Update the lines below by changing every "life jacket" to "life vest" and keeping all else the same.

━━━ ITEMS ━━━

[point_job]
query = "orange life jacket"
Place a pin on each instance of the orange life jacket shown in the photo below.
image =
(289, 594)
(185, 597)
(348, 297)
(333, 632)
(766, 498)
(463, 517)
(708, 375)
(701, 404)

━━━

*FINAL ANSWER*
[point_job]
query = "orange life vest"
Place a pin on each instance of the orange life vest shown in the photo below.
image =
(289, 594)
(185, 597)
(348, 297)
(333, 632)
(766, 498)
(463, 517)
(708, 375)
(701, 404)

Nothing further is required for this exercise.